* _PROVIDED TEXT_:
------------------------------------------------------------------------
Stoicism does not promote carelessness....you can not run over a mother and her child......then drive away because "It doesn't matter"....that would be illogical! A true stoic would study as hard as possible not worrying about sleep deprivation, hunger, or illness right up to the day of the test, he would then do the best he could on the test, but would smile wide as the teacher hands him back a failing test. He may even thank the teacher for some inward humor! What shall be shall be.......but always give it your all. I believe the school of thought that you are "Naturally" is closer to Nihilism!

Anonymous
Thu Feb 11 2010 00:28
I'm also a modern stoic, but, unlike you, I actually know what the word actually means. Stoicism bases itself on the four cardinal virtues, wisdom, courage, justice, and temperance. It also strives to understand the processes of nature through logos, or reason. Reason, and logic, are not entirely attributed to apathy-especially your apathy- it is true that one must strive (let me emphasize strive) to rid oneself of destructive emotions, but that falls under the virtue of temperance. Moderation is one of the main virtues that a Stoic must follow, and that means balancing everything (whether they are desires or other tangible or intangible elements), and your mere apathy regarding your own life-and those around you- just describes you as a someone who denies the meaningful aspects of life, aka a nihilist. A stoic would strive to improve himself in accordance to the four cardinal virtues that are attributed to the just soul, but would not strive to attain and follow a philosophy that does not let itself be "worried" by death and studies. Let it be known that stoics were all scholars that made it their goal to further nourish their intellect and rationalize every aspect of life, (see Plato's Allegory of the Cave). So it is insulting for stoicism to describe what you do as this same philosophy, I suggest reading a bit more on the subject before making a public statement of your apathetic style of living.
------------------------------------------------------------------------
* _STATED TASK 1_: Rewrite everything in the Stoicism text from "Stoicism does not" down to "closer to Nihilism!", putting "professor" wherever "teacher" appears.
* _STATED TASK 2_: Which four cardinal virtues does the Stoicism text say Stoicism bases itself on?

* _RECORDS PROVIDED_:
------------------------------------------------------------------------
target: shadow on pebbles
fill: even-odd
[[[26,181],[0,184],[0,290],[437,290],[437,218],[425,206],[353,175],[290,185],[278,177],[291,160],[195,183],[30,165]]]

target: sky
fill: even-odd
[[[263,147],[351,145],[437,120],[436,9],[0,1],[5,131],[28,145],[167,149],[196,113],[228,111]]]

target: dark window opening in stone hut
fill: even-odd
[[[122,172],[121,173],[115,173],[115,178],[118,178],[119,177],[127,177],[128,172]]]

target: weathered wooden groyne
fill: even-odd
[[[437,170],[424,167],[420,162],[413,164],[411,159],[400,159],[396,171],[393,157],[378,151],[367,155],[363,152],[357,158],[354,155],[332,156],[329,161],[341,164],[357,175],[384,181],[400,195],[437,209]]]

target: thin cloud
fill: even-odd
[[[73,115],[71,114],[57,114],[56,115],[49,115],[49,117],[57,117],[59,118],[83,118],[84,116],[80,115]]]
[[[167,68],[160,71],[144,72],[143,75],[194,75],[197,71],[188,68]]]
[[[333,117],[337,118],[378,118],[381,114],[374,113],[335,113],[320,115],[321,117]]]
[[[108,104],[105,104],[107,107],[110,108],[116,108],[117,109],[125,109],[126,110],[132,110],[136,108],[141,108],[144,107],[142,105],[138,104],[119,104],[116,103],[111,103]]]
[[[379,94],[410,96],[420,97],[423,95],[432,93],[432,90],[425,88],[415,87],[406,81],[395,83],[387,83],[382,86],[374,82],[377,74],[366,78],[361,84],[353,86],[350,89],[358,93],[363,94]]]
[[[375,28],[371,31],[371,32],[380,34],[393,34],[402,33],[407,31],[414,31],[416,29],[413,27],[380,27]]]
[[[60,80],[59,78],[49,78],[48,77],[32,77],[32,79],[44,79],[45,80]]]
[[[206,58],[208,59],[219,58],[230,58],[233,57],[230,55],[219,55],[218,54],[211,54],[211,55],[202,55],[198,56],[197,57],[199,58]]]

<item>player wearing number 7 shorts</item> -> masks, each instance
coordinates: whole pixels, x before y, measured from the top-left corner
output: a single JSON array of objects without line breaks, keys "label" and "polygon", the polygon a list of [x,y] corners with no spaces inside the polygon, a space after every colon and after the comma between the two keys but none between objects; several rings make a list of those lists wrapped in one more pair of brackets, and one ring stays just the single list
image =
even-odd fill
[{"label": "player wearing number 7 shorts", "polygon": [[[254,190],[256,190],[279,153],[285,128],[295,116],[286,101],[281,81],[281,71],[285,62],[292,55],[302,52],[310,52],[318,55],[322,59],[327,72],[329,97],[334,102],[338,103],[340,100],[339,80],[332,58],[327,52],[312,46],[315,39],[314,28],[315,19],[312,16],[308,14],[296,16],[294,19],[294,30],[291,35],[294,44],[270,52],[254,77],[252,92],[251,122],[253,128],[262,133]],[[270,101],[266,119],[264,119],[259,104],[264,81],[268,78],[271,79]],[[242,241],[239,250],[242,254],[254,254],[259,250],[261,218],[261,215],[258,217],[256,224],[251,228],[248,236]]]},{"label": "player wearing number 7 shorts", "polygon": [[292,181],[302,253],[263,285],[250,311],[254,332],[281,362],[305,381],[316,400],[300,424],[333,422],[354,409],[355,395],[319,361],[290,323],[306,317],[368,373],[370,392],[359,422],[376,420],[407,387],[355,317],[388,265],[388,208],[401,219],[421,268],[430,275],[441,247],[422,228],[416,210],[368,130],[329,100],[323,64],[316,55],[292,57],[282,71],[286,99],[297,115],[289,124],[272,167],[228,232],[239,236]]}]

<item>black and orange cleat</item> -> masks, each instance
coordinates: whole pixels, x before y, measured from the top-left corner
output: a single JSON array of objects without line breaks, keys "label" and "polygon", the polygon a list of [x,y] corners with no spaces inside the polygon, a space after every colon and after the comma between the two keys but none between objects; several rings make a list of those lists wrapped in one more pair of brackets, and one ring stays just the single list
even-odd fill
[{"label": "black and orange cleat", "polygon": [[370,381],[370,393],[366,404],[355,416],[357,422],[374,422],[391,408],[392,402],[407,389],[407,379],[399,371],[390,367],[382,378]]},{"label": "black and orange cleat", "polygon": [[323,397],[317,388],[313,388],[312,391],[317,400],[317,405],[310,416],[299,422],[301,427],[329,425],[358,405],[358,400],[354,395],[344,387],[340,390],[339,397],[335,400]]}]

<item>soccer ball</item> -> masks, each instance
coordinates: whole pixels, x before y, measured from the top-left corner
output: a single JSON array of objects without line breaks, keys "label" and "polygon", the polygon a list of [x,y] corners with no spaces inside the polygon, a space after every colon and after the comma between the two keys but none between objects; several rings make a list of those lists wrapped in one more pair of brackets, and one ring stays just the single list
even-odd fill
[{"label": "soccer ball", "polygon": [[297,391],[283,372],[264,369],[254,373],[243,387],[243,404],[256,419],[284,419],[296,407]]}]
------------------------------------------------------------------------
* _CORRECT ANSWER 1_:
Stoicism does not promote carelessness....you can not run over a mother and her child......then drive away because "It doesn't matter"....that would be illogical! A true stoic would study as hard as possible not worrying about sleep deprivation, hunger, or illness right up to the day of the test, he would then do the best he could on the test, but would smile wide as the professor hands him back a failing test. He may even thank the professor for some inward humor! What shall be shall be.......but always give it your all. I believe the school of thought that you are "Naturally" is closer to Nihilism!

* _CORRECT ANSWER 2_: Wisdom, courage, justice, and temperance.